Indica cuántas líneas de los registros de abajo contienen la cadena "wheel", teniendo en cuenta las mayúsculas y minúsculas. Responde únicamente con el número.

++++ Filas ++++

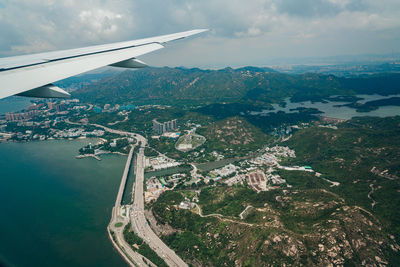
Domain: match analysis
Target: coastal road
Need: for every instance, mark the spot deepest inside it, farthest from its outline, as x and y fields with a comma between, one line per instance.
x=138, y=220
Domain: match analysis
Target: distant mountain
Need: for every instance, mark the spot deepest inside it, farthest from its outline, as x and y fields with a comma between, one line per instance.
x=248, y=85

++++
++++ Filas ++++

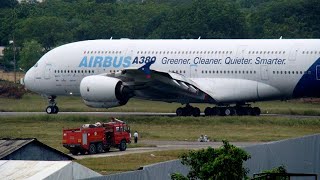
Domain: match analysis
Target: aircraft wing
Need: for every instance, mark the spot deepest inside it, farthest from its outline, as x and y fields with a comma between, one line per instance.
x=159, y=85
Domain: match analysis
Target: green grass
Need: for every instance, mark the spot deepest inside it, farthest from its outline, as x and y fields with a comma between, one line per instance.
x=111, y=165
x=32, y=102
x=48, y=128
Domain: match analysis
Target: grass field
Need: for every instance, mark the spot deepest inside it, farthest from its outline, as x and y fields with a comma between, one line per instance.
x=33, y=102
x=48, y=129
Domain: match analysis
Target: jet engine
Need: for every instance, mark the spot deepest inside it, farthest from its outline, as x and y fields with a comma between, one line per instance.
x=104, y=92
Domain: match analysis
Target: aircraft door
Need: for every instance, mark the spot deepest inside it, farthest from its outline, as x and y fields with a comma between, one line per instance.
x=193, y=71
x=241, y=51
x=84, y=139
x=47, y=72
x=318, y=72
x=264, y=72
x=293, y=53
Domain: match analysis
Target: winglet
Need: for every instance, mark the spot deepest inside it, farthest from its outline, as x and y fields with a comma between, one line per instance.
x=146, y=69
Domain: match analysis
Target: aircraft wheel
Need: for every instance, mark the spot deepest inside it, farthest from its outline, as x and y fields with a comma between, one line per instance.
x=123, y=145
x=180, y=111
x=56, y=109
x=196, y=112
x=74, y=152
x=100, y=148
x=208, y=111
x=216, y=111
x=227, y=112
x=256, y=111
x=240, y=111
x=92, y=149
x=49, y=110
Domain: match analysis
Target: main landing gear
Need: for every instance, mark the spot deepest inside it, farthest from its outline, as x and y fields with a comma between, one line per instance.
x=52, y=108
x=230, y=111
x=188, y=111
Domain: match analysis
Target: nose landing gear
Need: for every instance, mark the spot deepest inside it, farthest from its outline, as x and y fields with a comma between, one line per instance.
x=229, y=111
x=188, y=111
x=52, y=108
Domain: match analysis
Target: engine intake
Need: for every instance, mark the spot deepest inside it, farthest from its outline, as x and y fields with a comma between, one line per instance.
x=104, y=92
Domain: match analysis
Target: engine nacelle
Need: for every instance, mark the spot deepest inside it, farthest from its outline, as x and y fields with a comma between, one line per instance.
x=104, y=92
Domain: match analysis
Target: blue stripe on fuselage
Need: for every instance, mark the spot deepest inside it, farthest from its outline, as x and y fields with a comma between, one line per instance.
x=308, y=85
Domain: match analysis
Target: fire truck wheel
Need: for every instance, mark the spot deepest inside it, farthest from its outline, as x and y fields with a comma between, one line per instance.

++++

Respuesta esperada: 2